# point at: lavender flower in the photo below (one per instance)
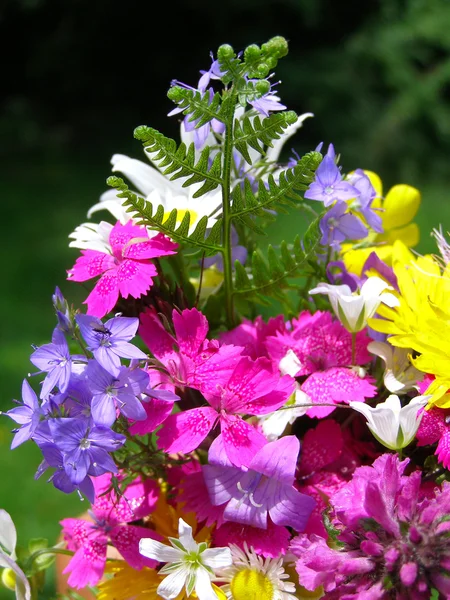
(53, 458)
(111, 393)
(85, 448)
(28, 415)
(110, 341)
(338, 225)
(363, 203)
(55, 360)
(328, 185)
(392, 541)
(265, 488)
● ● ● ●
Can you write out the item above again, with its request line, adding 16 to both numbers in every point coordinate? Leave the picture out.

WRITTEN ANSWER:
# point at: lavender flower in the photo below (one per instance)
(69, 474)
(127, 409)
(101, 464)
(44, 431)
(126, 357)
(354, 241)
(379, 219)
(71, 376)
(344, 201)
(408, 557)
(281, 504)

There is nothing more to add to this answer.